How to complete this task.
Both the line containing "the directional arrow sign" and the line containing "of the sidewalk" belong to the span. Output exactly that span from the listing below, and nothing outside it.
════════════════
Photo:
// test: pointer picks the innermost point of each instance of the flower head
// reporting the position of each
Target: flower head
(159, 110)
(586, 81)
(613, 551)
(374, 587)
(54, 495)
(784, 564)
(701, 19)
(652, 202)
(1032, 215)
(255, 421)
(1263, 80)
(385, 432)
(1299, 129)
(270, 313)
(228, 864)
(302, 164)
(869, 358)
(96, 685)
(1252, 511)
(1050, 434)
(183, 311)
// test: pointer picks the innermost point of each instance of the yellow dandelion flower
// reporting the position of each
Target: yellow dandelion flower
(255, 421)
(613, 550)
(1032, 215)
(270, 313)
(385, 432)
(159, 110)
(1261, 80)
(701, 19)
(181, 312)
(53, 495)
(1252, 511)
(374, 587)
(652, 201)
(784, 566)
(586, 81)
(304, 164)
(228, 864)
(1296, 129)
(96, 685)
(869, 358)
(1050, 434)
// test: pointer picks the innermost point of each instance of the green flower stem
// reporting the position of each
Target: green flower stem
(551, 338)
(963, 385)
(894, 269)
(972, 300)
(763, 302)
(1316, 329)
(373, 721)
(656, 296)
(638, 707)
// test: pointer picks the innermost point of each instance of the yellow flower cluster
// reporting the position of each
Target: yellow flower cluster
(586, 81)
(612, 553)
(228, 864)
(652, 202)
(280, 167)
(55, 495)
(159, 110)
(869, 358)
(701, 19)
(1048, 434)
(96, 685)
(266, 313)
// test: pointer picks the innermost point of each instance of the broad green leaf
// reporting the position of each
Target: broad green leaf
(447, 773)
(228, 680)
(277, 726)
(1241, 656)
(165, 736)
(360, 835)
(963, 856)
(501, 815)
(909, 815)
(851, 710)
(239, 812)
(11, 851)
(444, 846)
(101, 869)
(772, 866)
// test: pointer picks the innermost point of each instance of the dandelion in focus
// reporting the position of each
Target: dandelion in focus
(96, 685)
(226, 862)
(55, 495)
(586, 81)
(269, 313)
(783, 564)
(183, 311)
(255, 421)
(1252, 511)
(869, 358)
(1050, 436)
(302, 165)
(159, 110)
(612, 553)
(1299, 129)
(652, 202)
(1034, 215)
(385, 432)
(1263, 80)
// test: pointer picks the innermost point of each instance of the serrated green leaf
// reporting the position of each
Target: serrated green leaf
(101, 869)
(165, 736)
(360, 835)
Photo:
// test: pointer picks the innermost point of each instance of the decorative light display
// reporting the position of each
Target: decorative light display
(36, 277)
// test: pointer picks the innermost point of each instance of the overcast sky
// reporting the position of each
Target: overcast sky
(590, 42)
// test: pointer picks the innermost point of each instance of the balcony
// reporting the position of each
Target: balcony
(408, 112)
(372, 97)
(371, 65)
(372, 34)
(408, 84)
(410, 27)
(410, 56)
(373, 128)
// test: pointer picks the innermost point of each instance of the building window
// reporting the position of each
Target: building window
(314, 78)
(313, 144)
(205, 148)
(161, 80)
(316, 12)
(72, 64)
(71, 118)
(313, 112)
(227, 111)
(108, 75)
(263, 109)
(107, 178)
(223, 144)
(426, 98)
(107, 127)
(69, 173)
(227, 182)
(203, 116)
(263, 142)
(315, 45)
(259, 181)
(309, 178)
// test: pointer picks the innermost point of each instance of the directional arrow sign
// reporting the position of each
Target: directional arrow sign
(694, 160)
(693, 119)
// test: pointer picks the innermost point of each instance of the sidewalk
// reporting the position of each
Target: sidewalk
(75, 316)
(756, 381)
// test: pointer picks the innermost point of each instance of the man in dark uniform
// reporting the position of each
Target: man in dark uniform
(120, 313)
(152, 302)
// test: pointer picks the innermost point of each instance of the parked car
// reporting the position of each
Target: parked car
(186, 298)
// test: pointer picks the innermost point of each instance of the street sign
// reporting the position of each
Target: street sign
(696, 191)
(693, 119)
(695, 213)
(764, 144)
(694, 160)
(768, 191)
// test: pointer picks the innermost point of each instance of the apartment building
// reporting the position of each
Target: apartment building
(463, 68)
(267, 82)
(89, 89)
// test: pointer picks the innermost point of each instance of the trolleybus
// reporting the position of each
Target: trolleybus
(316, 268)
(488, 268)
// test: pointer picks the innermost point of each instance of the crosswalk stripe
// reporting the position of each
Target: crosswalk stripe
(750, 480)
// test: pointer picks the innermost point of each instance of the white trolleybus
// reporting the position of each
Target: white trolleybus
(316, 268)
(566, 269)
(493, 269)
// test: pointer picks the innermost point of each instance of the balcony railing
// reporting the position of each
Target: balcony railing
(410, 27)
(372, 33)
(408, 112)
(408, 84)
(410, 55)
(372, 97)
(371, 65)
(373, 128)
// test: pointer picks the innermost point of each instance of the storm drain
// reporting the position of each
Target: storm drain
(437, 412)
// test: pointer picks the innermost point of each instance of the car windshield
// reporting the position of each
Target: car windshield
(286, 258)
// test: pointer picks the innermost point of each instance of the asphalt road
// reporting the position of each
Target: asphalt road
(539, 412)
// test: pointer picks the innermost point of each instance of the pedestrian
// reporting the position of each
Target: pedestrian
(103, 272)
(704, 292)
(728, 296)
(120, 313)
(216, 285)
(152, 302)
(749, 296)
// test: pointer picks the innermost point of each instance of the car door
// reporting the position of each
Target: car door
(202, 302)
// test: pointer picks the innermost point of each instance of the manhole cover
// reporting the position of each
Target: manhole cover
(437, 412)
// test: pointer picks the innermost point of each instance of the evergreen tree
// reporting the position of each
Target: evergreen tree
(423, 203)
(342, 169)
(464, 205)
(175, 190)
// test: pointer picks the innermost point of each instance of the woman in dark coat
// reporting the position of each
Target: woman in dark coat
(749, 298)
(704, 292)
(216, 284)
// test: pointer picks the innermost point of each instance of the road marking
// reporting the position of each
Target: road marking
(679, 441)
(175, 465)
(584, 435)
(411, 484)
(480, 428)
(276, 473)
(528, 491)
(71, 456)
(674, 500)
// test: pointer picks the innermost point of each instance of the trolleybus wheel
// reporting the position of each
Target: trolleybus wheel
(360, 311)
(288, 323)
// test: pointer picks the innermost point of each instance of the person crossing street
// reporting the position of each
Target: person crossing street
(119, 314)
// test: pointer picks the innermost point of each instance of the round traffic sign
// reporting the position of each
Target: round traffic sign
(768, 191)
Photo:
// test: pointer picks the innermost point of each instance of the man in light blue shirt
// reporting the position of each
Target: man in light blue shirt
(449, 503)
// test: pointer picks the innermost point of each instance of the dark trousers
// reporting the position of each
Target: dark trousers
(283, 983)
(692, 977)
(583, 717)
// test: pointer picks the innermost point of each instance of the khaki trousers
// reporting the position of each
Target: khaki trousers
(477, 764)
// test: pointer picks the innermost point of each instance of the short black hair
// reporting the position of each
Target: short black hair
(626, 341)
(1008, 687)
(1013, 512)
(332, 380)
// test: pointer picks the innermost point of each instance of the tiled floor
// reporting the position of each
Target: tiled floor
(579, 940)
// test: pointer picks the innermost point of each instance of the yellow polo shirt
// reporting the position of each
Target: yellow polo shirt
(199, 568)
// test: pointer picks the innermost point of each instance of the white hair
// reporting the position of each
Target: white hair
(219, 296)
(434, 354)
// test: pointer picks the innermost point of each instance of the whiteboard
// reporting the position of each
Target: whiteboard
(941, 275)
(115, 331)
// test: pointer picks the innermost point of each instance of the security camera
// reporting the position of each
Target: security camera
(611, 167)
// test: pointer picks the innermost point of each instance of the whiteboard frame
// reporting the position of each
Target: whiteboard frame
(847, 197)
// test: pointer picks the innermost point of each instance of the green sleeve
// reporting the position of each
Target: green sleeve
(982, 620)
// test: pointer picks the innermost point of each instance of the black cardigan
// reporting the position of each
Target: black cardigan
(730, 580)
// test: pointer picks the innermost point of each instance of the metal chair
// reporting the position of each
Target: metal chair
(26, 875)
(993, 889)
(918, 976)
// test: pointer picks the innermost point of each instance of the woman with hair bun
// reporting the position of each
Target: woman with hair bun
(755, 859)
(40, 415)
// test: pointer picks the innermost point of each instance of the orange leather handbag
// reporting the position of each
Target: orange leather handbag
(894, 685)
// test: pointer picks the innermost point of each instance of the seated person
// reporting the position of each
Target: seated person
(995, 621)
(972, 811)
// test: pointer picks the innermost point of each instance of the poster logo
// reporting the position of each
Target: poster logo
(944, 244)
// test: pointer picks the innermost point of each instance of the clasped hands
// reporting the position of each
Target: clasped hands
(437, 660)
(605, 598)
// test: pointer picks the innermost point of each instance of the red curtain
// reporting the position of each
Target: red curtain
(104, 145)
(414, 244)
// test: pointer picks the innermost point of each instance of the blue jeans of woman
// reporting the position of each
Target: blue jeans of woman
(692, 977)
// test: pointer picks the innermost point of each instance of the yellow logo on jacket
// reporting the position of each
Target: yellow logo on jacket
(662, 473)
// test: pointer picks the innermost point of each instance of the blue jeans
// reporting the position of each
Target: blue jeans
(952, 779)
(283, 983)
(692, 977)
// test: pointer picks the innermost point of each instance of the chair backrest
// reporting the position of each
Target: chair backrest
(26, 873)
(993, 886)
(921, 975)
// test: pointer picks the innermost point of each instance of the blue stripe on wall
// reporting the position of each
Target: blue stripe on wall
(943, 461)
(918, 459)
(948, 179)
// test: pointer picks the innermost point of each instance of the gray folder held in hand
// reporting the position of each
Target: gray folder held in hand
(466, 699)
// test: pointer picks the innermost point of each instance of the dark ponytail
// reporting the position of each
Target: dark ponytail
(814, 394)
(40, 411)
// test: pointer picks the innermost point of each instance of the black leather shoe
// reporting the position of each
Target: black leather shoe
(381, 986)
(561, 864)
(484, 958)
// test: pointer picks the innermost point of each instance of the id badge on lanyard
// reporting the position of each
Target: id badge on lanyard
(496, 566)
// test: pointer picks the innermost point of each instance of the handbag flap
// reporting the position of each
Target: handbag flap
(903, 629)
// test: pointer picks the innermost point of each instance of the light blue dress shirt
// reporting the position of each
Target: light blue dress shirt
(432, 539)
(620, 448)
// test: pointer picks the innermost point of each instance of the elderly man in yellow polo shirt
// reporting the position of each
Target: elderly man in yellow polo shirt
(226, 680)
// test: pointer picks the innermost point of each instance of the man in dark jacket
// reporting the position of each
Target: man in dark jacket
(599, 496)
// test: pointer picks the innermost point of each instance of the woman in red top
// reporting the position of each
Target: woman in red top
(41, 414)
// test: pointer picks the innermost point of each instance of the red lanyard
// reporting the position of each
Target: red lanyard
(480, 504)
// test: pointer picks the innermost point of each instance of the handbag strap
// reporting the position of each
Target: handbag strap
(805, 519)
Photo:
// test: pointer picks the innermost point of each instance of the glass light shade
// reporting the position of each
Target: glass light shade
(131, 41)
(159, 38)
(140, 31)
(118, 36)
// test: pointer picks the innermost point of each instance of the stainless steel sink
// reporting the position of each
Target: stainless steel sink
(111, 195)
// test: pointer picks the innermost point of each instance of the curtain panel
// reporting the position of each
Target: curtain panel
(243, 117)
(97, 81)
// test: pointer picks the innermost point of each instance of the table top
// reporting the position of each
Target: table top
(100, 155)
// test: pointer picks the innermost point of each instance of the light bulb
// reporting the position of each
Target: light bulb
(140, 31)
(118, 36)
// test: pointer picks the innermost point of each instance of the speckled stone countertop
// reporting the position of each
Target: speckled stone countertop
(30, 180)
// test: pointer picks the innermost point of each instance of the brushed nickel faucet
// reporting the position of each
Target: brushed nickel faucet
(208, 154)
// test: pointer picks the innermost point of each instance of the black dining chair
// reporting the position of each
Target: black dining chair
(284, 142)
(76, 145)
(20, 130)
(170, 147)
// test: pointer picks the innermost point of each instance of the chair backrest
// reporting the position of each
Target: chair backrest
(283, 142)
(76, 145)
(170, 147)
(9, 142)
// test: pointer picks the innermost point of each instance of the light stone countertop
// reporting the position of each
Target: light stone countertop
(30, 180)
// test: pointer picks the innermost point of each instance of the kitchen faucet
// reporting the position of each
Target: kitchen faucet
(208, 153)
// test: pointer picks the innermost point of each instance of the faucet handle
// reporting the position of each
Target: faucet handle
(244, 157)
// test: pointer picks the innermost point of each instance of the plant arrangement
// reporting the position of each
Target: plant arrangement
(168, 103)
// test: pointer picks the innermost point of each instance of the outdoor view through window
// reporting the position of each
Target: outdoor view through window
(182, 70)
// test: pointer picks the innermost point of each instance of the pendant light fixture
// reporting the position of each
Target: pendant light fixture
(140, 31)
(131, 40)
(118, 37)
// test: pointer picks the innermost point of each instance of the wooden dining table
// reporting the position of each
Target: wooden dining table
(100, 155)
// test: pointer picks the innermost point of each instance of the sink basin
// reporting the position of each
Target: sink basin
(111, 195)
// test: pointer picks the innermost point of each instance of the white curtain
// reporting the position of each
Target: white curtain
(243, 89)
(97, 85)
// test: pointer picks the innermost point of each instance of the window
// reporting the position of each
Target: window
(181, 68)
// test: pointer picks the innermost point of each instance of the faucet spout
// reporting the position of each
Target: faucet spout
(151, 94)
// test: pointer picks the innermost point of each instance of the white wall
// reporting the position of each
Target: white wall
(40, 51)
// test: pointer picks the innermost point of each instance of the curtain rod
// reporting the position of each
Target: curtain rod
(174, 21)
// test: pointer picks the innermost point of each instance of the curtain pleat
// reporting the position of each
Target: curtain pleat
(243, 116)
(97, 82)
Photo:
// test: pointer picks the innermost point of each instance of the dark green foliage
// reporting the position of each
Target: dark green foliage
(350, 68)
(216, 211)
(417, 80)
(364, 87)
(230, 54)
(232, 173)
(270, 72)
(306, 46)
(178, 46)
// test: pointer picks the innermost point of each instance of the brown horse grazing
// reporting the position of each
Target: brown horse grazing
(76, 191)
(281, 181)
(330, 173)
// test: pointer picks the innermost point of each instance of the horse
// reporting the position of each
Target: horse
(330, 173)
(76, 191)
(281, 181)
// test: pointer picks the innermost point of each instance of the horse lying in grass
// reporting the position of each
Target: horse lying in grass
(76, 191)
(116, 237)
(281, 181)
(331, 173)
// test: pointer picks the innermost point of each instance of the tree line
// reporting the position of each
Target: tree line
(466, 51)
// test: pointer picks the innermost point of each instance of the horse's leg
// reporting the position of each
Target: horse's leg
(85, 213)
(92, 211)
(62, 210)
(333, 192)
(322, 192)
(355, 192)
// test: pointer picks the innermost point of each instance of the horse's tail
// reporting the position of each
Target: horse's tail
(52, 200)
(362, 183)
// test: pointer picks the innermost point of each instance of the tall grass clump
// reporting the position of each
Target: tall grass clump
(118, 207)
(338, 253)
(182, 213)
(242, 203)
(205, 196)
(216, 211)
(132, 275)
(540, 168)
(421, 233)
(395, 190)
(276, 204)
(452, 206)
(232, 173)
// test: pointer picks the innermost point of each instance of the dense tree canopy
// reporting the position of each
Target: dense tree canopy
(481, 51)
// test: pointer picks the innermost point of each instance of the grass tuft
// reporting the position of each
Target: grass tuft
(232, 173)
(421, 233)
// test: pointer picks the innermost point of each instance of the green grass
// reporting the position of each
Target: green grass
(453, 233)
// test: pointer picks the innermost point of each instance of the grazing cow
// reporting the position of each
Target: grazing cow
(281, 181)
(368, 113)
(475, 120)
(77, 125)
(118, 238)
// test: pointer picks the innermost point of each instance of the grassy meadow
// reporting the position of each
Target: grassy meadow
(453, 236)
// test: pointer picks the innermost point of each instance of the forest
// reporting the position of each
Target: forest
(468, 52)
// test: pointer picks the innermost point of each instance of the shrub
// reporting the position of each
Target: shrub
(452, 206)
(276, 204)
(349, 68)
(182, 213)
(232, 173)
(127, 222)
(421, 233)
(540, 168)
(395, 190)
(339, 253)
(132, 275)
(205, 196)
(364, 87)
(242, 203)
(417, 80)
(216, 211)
════════════════
Written response.
// test: pointer picks the innermost point of each instance of the directional arrow sign
// reporting the position of each
Target: directional arrow sign
(694, 160)
(693, 119)
// test: pointer picks the innermost point of each instance of the sidewalk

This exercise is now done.